Stored items from a collection:
┄┄┄┄┄┄┄┄┄┄

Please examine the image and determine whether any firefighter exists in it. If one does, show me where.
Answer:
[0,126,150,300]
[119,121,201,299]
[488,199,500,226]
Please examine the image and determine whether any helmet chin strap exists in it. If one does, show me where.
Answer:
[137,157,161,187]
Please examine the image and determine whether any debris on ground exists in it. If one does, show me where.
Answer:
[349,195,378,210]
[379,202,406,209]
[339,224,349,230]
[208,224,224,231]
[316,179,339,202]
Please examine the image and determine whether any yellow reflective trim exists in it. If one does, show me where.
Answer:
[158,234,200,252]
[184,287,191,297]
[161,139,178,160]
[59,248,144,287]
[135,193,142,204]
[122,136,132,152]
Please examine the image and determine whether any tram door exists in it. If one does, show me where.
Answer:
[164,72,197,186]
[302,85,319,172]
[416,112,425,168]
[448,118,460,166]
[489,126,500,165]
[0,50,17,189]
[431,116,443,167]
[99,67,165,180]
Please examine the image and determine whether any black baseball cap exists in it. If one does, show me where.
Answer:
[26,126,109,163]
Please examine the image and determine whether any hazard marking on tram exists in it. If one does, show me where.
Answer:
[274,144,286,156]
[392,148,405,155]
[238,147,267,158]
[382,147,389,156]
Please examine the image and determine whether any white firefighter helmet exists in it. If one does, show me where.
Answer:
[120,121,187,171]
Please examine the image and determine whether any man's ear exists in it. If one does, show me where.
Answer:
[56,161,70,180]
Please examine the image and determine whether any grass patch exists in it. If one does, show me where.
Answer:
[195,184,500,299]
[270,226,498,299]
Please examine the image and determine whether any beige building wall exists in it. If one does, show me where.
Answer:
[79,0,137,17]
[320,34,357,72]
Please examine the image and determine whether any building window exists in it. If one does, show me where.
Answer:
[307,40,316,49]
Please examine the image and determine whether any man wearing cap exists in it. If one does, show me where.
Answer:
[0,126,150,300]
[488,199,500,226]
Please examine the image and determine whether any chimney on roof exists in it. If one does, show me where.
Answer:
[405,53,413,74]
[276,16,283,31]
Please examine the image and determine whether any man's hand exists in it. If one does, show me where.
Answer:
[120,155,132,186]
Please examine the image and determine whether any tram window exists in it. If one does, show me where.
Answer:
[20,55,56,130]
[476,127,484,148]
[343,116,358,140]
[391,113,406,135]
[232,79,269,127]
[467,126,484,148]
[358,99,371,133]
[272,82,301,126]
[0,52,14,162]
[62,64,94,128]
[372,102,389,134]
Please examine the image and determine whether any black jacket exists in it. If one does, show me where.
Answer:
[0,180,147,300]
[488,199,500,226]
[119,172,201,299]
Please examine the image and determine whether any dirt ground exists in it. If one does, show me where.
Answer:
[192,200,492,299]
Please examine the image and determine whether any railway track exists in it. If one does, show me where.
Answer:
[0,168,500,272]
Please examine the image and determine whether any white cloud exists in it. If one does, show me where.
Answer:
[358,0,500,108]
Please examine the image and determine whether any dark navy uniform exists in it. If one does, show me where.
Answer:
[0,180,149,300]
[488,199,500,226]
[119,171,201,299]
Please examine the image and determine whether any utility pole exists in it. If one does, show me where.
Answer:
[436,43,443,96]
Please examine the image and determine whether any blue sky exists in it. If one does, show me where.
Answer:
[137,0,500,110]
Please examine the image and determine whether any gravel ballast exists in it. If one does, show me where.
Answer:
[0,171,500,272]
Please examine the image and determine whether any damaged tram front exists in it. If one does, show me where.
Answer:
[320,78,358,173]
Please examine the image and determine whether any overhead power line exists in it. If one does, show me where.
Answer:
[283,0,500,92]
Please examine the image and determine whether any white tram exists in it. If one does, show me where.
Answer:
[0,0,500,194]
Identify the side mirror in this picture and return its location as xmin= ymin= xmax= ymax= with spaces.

┄┄┄┄┄┄┄┄┄┄

# [Exercise details]
Write out every line of the material above as a numbered list, omitting any blank lines.

# [Result of this exercise]
1. Please examine the image and determine whether any firefighter exists in it. If one does, show me where.
2. Answer:
3. [0,126,150,300]
4. [119,121,201,299]
5. [488,199,500,226]
6. Please examine the image and determine whether any helmet chin strap exists in it. If one does, show me where.
7. Answer:
8. [137,157,161,187]
9. Please examine the image and determine whether any debris on ground exists in it. If one does, show me where.
10. Answer:
11. [349,195,378,210]
12. [379,202,406,209]
13. [339,224,349,230]
14. [208,224,224,231]
15. [316,179,339,202]
16. Please examine the image and determine whether any yellow reflective trim exists in it. If one does, show me where.
17. Answer:
18. [158,234,200,252]
19. [184,287,191,297]
20. [161,139,178,160]
21. [59,248,144,287]
22. [135,193,142,204]
23. [122,136,132,152]
24. Please examine the image and determine whether any tram door exists in it. If one does, show me where.
25. Answer:
26. [164,72,197,186]
27. [302,85,319,172]
28. [416,112,425,168]
29. [448,118,460,166]
30. [489,126,500,165]
31. [0,50,17,189]
32. [431,116,443,167]
33. [99,67,165,180]
34. Please examine the image and determine whether any black baseball cap exists in it. If one does, show me where.
35. Answer:
36. [26,126,109,163]
37. Please examine the image and determine whether any hazard marking on tram exists in it. If one does, show me where.
38. Answer:
39. [274,144,286,156]
40. [392,148,405,155]
41. [238,147,267,158]
42. [382,147,389,156]
43. Please examine the image and determine whether any white firefighter helmet exists in it. If one does, show me where.
44. Answer:
45. [120,121,187,171]
46. Please examine the image and determine whether any man's ear exists in it. If one does, show me where.
47. Answer:
48. [56,161,70,180]
49. Please examine the image and determine whether any grass patch exists in it. If one does, show me where.
50. Answer:
51. [195,184,500,299]
52. [270,226,498,299]
53. Please examine the image and determine whether any beige building wall exists in it. If one does, show me where.
54. Answer:
55. [79,0,137,17]
56. [320,34,357,72]
57. Please examine the image and determine whether any building window exists in it. If one does, show me where.
58. Answer:
59. [307,40,316,49]
60. Please examine the image and determine whether any man wearing cap exists in it. If one does, show me where.
61. Answer:
62. [0,126,150,300]
63. [488,199,500,226]
64. Please examine the image and determine whether any chimney on roof exists in it. If one does, show me where.
65. Answer:
66. [405,53,413,74]
67. [276,16,283,31]
68. Please examine the image and determine whether any man's hand exists in it. If one does, show me where.
69. Answer:
70. [120,155,132,186]
71. Please examine the image and determine whether any tram window exists in it. If one does, show me where.
72. Answer:
73. [20,55,56,130]
74. [476,127,484,148]
75. [343,116,358,140]
76. [391,113,406,135]
77. [232,79,269,127]
78. [467,126,484,148]
79. [358,99,371,133]
80. [272,82,301,126]
81. [0,52,14,162]
82. [62,64,94,128]
83. [372,102,389,134]
84. Please examine the image and determine whether any black jacket exists in it. If one does, show me where.
85. Answer:
86. [0,180,147,300]
87. [488,199,500,226]
88. [119,172,201,299]
89. Please examine the image and determine whether any dirt ground exists in it. If one does, show me where.
90. Answer:
91. [192,200,492,299]
92. Please examine the image and determine whether any railway track exists in it. If one does, show me where.
93. Answer:
94. [0,168,500,272]
95. Please examine the image and determine whether any white cloud exists in it. If one does, show me where.
96. Answer:
97. [358,0,500,108]
98. Please examine the image and determine whether any dark navy uniform exists in it. If one does, show me where.
99. Answer:
100. [0,180,149,300]
101. [488,199,500,226]
102. [119,171,201,299]
103. Please examine the image and determine whether any utility pole exists in it. If one does, show me where.
104. Answer:
105. [436,43,443,96]
106. Please examine the image and determine whether any blue sky exists in it. If one does, show me where.
107. Answer:
108. [137,0,500,110]
109. Please examine the image and determine whether any gravel ballast exists in it. If one does, show me where.
110. Answer:
111. [0,171,500,272]
112. Please examine the image and determine whether any damaged tram front exists in it. If one does, show me where.
113. Answer:
114. [320,78,358,173]
115. Please examine the image and determine whether any overhead power line exists in it. If one does, show me where.
116. Answer:
117. [283,0,500,92]
118. Please examine the image and determine whether any white tram exists in it. If one does, show me where.
119. Answer:
120. [0,0,500,194]
121. Identify the side mirror in this picture and return its location as xmin= ymin= xmax= ymax= with spaces.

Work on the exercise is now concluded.